- [Goal]:
Report every line of the listing below that contains the string "trace", copying each such line in full. Case counts when matching.

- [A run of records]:
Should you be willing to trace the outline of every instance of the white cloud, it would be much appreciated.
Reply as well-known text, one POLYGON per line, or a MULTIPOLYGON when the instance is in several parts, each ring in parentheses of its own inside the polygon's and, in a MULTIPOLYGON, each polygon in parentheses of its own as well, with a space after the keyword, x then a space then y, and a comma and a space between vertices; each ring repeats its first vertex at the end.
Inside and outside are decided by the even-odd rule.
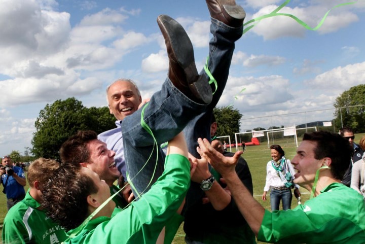
POLYGON ((353 13, 344 12, 328 15, 318 31, 321 34, 335 32, 358 20, 358 17, 353 13))
POLYGON ((95 1, 83 1, 80 4, 80 7, 82 10, 90 10, 96 8, 97 4, 95 1))
POLYGON ((107 25, 120 24, 128 18, 128 16, 118 11, 106 8, 102 11, 84 17, 80 23, 81 26, 107 25))
POLYGON ((124 34, 122 39, 114 41, 113 44, 118 49, 128 50, 149 42, 148 38, 142 33, 130 31, 124 34))
POLYGON ((331 88, 338 94, 359 84, 365 83, 365 62, 337 67, 306 81, 305 84, 316 89, 331 88))
POLYGON ((308 74, 318 74, 321 69, 317 65, 321 61, 312 61, 309 59, 305 59, 299 67, 295 67, 293 69, 293 73, 296 75, 304 75, 308 74))
POLYGON ((246 53, 241 51, 236 51, 233 53, 231 63, 232 65, 239 64, 242 63, 247 58, 247 55, 246 53))
POLYGON ((278 56, 270 56, 264 55, 257 56, 251 54, 248 58, 243 61, 243 66, 257 67, 264 64, 270 66, 278 65, 284 63, 285 60, 285 58, 278 56))
POLYGON ((233 53, 232 64, 242 64, 246 67, 254 67, 263 65, 278 65, 284 63, 285 61, 285 58, 283 57, 268 56, 264 54, 259 55, 251 54, 249 57, 246 53, 239 51, 233 53))
POLYGON ((289 81, 280 76, 259 78, 230 76, 219 105, 233 103, 235 107, 239 106, 243 111, 260 108, 261 111, 265 111, 269 106, 293 99, 289 87, 289 81), (242 91, 244 89, 245 90, 242 91))
POLYGON ((165 50, 152 53, 142 60, 142 71, 148 73, 159 72, 167 70, 169 61, 165 50))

- [Correct answer]:
Should you be willing to trace the outline of every instance of the white cloud, it would be much appreciated.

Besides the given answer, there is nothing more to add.